_YOUR OBJECTIVE:_ Give the rows below as a numbered list, skipping blank lines. Begin at the line that has "Pretty please, detect the woman's dark" and stop after the line that has "[562,366,845,439]".

_RECORDED DATA:_

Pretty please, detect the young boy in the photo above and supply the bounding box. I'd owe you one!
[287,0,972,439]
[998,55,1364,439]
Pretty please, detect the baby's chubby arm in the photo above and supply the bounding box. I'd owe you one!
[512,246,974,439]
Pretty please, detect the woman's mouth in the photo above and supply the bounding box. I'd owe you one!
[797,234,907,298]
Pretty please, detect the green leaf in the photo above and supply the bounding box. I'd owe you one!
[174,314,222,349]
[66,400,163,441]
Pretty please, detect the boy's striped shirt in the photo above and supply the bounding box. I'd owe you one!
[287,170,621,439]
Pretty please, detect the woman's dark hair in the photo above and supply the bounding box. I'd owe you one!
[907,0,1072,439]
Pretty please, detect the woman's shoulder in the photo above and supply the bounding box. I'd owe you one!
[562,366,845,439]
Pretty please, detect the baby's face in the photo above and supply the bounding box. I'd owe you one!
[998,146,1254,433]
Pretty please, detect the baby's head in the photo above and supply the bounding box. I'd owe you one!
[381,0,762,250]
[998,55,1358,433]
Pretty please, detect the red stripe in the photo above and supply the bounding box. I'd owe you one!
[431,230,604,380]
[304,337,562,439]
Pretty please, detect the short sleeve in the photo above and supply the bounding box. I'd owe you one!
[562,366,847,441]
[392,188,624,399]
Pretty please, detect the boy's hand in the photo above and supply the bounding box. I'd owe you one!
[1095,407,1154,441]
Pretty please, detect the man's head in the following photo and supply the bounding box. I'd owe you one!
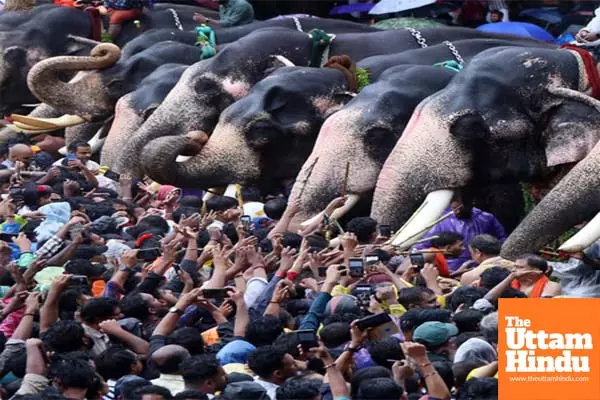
[413,321,458,359]
[430,231,465,257]
[8,143,33,165]
[150,344,190,375]
[67,140,92,164]
[514,254,548,274]
[81,297,121,326]
[346,217,377,244]
[180,354,227,394]
[248,346,298,385]
[398,286,440,310]
[490,10,504,22]
[469,234,502,263]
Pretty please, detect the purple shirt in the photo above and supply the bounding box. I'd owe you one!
[415,207,506,271]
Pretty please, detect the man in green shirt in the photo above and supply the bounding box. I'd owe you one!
[194,0,254,28]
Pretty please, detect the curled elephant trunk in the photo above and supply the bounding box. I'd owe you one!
[502,145,600,259]
[371,96,471,238]
[27,43,121,119]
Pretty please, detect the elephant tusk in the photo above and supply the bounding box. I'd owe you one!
[10,114,87,130]
[300,194,360,228]
[558,213,600,253]
[392,189,454,248]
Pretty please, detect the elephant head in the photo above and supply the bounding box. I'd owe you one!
[142,61,357,187]
[291,65,454,222]
[372,44,600,250]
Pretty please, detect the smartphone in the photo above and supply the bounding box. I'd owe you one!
[69,275,89,286]
[294,329,319,352]
[138,247,161,262]
[104,169,121,182]
[240,215,252,232]
[350,258,365,278]
[409,253,425,270]
[379,224,392,237]
[202,288,231,299]
[319,267,327,278]
[356,313,392,331]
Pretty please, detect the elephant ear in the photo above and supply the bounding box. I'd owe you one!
[313,91,356,119]
[543,87,600,167]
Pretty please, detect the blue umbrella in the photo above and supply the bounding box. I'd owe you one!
[329,3,375,15]
[519,7,562,24]
[477,22,554,42]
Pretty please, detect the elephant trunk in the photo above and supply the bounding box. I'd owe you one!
[502,145,600,259]
[27,43,121,119]
[371,96,472,245]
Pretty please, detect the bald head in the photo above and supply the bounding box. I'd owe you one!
[151,344,190,374]
[8,143,33,165]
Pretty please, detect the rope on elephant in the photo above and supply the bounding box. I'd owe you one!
[323,55,370,93]
[560,43,600,99]
[433,60,463,72]
[308,29,335,67]
[195,25,217,60]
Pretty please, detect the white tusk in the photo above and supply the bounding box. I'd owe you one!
[10,114,87,129]
[558,213,600,253]
[329,194,360,220]
[88,127,105,154]
[392,189,454,248]
[175,156,192,162]
[300,194,360,228]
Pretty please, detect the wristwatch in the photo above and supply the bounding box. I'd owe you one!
[169,306,183,315]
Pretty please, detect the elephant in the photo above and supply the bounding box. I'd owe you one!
[291,39,548,228]
[371,47,600,259]
[142,56,357,187]
[100,64,188,166]
[115,28,516,176]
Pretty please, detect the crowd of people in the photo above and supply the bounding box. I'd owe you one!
[0,137,576,400]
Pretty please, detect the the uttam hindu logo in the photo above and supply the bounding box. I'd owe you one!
[504,316,594,372]
[498,299,600,400]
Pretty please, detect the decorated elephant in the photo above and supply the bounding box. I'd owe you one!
[115,28,512,175]
[372,43,600,257]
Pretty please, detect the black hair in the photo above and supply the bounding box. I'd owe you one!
[67,140,90,153]
[205,196,239,211]
[319,322,351,349]
[121,293,150,321]
[80,297,119,324]
[41,320,85,353]
[356,378,404,400]
[245,315,283,347]
[368,336,404,368]
[446,286,487,311]
[132,385,173,400]
[240,186,262,203]
[453,308,483,332]
[400,308,452,331]
[263,197,287,220]
[398,286,434,310]
[167,326,204,356]
[94,345,138,381]
[479,266,510,290]
[276,378,322,400]
[429,231,463,248]
[517,254,548,273]
[180,354,220,386]
[248,345,286,379]
[350,367,392,399]
[456,378,498,400]
[469,234,502,256]
[431,361,454,390]
[346,217,377,244]
[50,351,97,389]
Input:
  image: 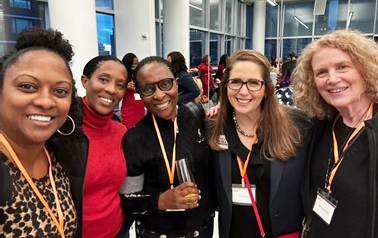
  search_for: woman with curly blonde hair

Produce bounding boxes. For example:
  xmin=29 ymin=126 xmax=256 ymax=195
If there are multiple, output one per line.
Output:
xmin=294 ymin=30 xmax=378 ymax=238
xmin=209 ymin=50 xmax=308 ymax=238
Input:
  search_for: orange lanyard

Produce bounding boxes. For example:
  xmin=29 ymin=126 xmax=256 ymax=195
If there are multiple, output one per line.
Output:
xmin=0 ymin=134 xmax=64 ymax=238
xmin=327 ymin=102 xmax=374 ymax=191
xmin=152 ymin=114 xmax=177 ymax=189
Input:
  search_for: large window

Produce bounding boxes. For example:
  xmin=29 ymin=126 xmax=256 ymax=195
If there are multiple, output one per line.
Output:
xmin=96 ymin=0 xmax=115 ymax=56
xmin=189 ymin=0 xmax=206 ymax=27
xmin=0 ymin=0 xmax=46 ymax=55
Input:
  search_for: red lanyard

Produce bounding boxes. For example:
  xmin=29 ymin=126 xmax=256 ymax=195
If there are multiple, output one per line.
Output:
xmin=237 ymin=144 xmax=265 ymax=237
xmin=152 ymin=114 xmax=177 ymax=189
xmin=0 ymin=134 xmax=64 ymax=238
xmin=327 ymin=102 xmax=374 ymax=191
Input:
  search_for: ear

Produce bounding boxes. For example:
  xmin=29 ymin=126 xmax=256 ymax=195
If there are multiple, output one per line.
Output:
xmin=81 ymin=75 xmax=89 ymax=90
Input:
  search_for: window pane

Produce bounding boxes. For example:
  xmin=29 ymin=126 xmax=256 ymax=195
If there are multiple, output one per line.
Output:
xmin=284 ymin=2 xmax=314 ymax=36
xmin=349 ymin=0 xmax=375 ymax=33
xmin=315 ymin=0 xmax=348 ymax=35
xmin=190 ymin=29 xmax=205 ymax=68
xmin=265 ymin=39 xmax=277 ymax=59
xmin=96 ymin=0 xmax=113 ymax=10
xmin=265 ymin=4 xmax=280 ymax=37
xmin=0 ymin=0 xmax=46 ymax=55
xmin=189 ymin=0 xmax=206 ymax=27
xmin=282 ymin=38 xmax=311 ymax=61
xmin=210 ymin=34 xmax=220 ymax=66
xmin=210 ymin=0 xmax=221 ymax=31
xmin=224 ymin=36 xmax=232 ymax=55
xmin=96 ymin=13 xmax=115 ymax=56
xmin=236 ymin=2 xmax=242 ymax=35
xmin=225 ymin=0 xmax=232 ymax=33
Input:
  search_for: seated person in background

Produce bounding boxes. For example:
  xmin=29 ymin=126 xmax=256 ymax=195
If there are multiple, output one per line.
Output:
xmin=122 ymin=56 xmax=216 ymax=238
xmin=167 ymin=51 xmax=200 ymax=104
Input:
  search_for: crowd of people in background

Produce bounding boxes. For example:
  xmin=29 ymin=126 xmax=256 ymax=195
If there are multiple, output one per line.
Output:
xmin=0 ymin=27 xmax=378 ymax=238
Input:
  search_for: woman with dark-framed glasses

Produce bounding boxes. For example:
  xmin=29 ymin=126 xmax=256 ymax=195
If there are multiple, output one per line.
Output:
xmin=122 ymin=56 xmax=215 ymax=238
xmin=209 ymin=50 xmax=310 ymax=238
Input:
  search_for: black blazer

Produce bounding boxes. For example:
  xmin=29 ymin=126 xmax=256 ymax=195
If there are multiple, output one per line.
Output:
xmin=213 ymin=111 xmax=310 ymax=238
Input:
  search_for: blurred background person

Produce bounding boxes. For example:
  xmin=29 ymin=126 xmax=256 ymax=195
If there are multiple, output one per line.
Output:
xmin=294 ymin=30 xmax=378 ymax=238
xmin=121 ymin=53 xmax=145 ymax=128
xmin=167 ymin=51 xmax=200 ymax=104
xmin=122 ymin=56 xmax=216 ymax=238
xmin=209 ymin=50 xmax=310 ymax=238
xmin=0 ymin=28 xmax=81 ymax=237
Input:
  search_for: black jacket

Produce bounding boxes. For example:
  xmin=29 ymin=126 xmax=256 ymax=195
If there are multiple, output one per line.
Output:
xmin=214 ymin=110 xmax=310 ymax=238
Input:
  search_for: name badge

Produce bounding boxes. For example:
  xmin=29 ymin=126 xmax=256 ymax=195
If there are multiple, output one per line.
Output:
xmin=312 ymin=188 xmax=338 ymax=225
xmin=134 ymin=93 xmax=142 ymax=100
xmin=232 ymin=184 xmax=256 ymax=206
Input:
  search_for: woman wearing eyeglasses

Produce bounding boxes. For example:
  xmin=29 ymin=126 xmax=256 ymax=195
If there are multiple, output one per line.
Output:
xmin=209 ymin=50 xmax=309 ymax=238
xmin=122 ymin=56 xmax=215 ymax=238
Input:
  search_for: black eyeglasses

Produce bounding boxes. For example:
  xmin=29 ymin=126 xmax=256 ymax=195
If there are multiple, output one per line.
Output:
xmin=138 ymin=78 xmax=175 ymax=96
xmin=227 ymin=79 xmax=265 ymax=91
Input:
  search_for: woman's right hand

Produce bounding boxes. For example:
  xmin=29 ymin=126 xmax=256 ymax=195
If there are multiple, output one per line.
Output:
xmin=158 ymin=182 xmax=201 ymax=210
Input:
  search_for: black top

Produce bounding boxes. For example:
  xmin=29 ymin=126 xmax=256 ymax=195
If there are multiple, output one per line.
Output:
xmin=308 ymin=118 xmax=369 ymax=237
xmin=225 ymin=118 xmax=271 ymax=238
xmin=122 ymin=104 xmax=216 ymax=236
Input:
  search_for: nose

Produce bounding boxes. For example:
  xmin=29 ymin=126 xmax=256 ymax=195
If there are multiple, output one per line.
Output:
xmin=328 ymin=70 xmax=340 ymax=84
xmin=33 ymin=89 xmax=56 ymax=109
xmin=105 ymin=83 xmax=116 ymax=94
xmin=239 ymin=84 xmax=249 ymax=95
xmin=153 ymin=85 xmax=165 ymax=100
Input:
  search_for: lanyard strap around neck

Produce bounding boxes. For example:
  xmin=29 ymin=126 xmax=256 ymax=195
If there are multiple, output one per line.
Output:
xmin=238 ymin=159 xmax=265 ymax=237
xmin=0 ymin=134 xmax=64 ymax=238
xmin=152 ymin=114 xmax=177 ymax=189
xmin=327 ymin=102 xmax=374 ymax=191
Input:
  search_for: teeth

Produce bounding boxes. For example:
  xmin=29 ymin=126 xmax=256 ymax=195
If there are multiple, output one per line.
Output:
xmin=28 ymin=115 xmax=51 ymax=122
xmin=156 ymin=102 xmax=169 ymax=108
xmin=101 ymin=97 xmax=113 ymax=103
xmin=329 ymin=88 xmax=346 ymax=93
xmin=238 ymin=98 xmax=251 ymax=103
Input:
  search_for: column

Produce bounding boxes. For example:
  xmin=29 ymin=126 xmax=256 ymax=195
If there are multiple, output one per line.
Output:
xmin=48 ymin=0 xmax=98 ymax=96
xmin=163 ymin=0 xmax=190 ymax=62
xmin=252 ymin=0 xmax=266 ymax=54
xmin=113 ymin=0 xmax=156 ymax=60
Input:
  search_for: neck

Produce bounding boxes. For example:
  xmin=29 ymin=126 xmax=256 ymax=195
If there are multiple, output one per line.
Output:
xmin=0 ymin=134 xmax=48 ymax=179
xmin=338 ymin=98 xmax=371 ymax=127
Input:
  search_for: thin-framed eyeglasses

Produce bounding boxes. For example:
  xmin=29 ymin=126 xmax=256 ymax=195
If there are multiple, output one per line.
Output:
xmin=138 ymin=78 xmax=175 ymax=96
xmin=227 ymin=79 xmax=265 ymax=91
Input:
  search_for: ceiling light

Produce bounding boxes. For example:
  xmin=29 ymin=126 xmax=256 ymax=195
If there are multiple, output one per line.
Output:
xmin=294 ymin=16 xmax=308 ymax=29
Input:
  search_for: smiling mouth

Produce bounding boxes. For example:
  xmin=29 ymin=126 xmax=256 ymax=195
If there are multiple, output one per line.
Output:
xmin=28 ymin=115 xmax=52 ymax=122
xmin=100 ymin=97 xmax=114 ymax=103
xmin=155 ymin=101 xmax=169 ymax=109
xmin=236 ymin=98 xmax=252 ymax=104
xmin=327 ymin=87 xmax=348 ymax=93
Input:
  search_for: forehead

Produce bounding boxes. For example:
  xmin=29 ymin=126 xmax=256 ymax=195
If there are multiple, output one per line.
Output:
xmin=137 ymin=62 xmax=174 ymax=84
xmin=6 ymin=49 xmax=72 ymax=81
xmin=94 ymin=60 xmax=126 ymax=73
xmin=230 ymin=61 xmax=263 ymax=80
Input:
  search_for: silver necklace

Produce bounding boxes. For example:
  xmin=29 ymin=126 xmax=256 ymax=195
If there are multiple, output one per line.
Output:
xmin=232 ymin=111 xmax=256 ymax=138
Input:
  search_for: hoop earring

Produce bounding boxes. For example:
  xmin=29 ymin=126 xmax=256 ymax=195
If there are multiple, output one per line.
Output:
xmin=58 ymin=115 xmax=76 ymax=136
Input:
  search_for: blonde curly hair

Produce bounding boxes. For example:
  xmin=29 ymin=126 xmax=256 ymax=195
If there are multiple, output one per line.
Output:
xmin=293 ymin=30 xmax=378 ymax=119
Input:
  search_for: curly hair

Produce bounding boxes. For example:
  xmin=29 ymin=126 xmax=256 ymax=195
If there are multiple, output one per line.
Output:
xmin=293 ymin=30 xmax=378 ymax=119
xmin=209 ymin=50 xmax=301 ymax=161
xmin=167 ymin=51 xmax=188 ymax=77
xmin=135 ymin=56 xmax=175 ymax=88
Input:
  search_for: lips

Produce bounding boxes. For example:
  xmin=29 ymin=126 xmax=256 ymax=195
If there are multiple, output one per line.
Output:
xmin=327 ymin=87 xmax=348 ymax=93
xmin=28 ymin=115 xmax=52 ymax=122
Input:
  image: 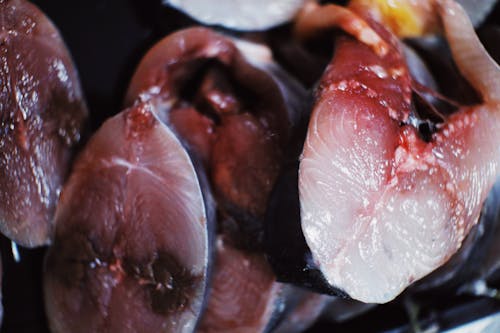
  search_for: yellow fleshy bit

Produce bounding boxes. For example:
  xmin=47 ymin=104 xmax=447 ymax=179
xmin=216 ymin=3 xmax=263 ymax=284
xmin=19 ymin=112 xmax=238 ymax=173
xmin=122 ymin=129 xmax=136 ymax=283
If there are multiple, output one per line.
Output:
xmin=351 ymin=0 xmax=437 ymax=37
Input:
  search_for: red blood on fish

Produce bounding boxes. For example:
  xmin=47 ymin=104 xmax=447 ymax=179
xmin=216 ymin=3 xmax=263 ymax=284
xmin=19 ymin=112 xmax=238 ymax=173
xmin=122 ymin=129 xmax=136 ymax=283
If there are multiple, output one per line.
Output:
xmin=299 ymin=1 xmax=500 ymax=303
xmin=44 ymin=103 xmax=208 ymax=332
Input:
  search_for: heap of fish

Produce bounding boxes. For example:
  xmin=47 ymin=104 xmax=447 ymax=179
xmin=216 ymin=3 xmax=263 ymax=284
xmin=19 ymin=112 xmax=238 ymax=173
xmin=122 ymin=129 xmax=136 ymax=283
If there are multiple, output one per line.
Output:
xmin=0 ymin=0 xmax=500 ymax=333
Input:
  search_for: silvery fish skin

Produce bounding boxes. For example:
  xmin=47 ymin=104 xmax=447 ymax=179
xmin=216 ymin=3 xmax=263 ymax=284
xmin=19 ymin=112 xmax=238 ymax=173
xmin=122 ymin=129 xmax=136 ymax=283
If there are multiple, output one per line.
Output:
xmin=126 ymin=28 xmax=308 ymax=332
xmin=44 ymin=103 xmax=209 ymax=332
xmin=0 ymin=0 xmax=88 ymax=247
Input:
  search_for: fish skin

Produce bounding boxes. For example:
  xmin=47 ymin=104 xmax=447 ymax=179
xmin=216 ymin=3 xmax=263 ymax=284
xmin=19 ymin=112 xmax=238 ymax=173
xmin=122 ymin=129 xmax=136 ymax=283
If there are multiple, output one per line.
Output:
xmin=299 ymin=16 xmax=500 ymax=303
xmin=44 ymin=103 xmax=209 ymax=332
xmin=0 ymin=0 xmax=88 ymax=247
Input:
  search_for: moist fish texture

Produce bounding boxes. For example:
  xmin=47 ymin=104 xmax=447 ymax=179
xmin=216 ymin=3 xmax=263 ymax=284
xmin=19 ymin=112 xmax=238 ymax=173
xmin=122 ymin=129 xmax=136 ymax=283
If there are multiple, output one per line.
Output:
xmin=197 ymin=236 xmax=284 ymax=333
xmin=126 ymin=28 xmax=306 ymax=332
xmin=0 ymin=0 xmax=87 ymax=247
xmin=299 ymin=1 xmax=500 ymax=303
xmin=125 ymin=28 xmax=290 ymax=244
xmin=44 ymin=103 xmax=209 ymax=332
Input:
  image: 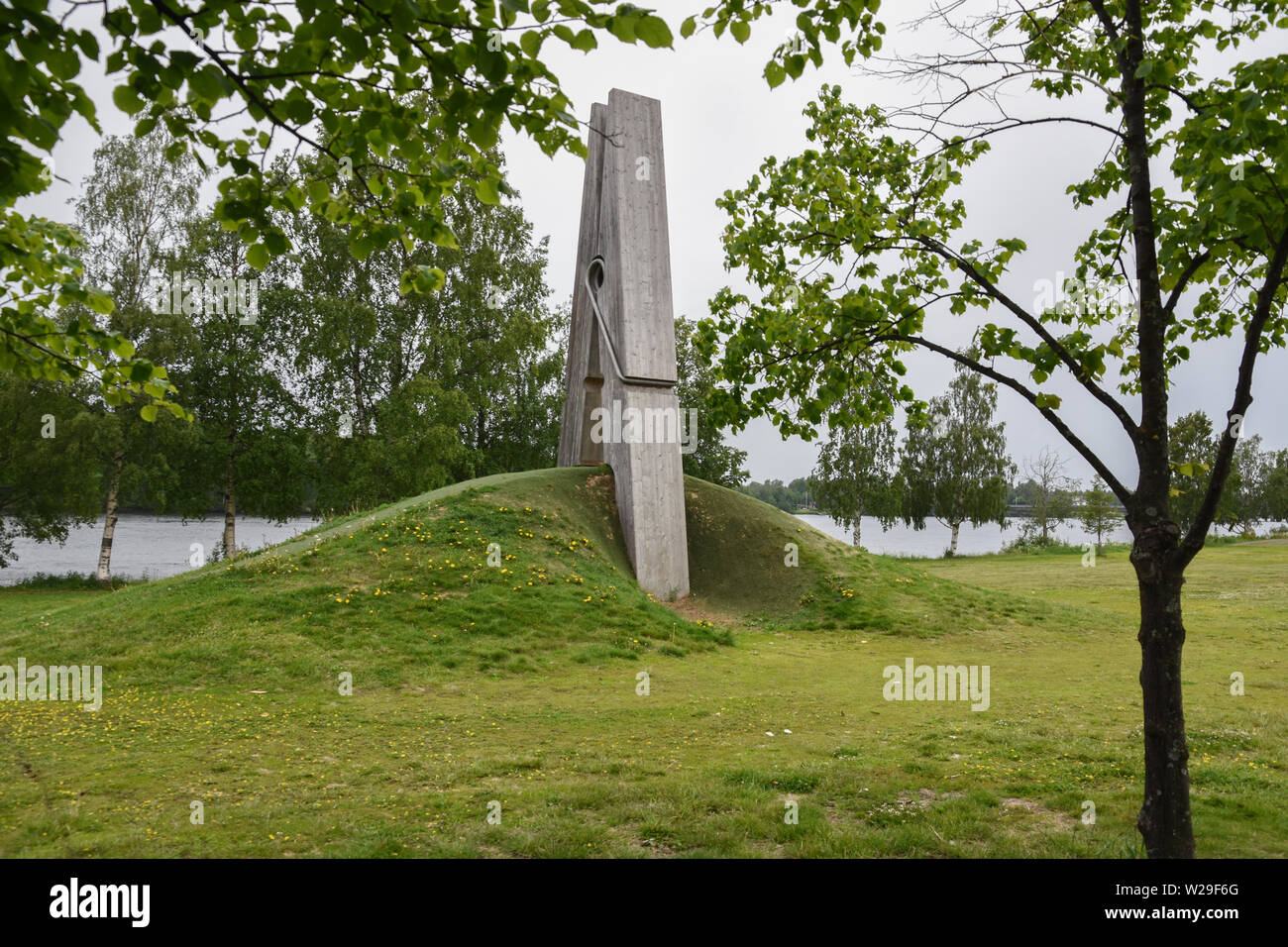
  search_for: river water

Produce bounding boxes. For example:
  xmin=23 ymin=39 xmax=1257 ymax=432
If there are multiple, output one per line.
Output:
xmin=0 ymin=513 xmax=317 ymax=585
xmin=0 ymin=513 xmax=1246 ymax=585
xmin=798 ymin=514 xmax=1130 ymax=559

_ANSWER BELOW:_
1. Pretty please, detect the woman's dark hair in the photo above and supply the bounding box. I'd owe you one!
2. [907,0,1072,439]
3. Pretty please, detect the woman's shoulder in the photo above and supply the bounding box. I'd owe you one!
4. [562,366,845,439]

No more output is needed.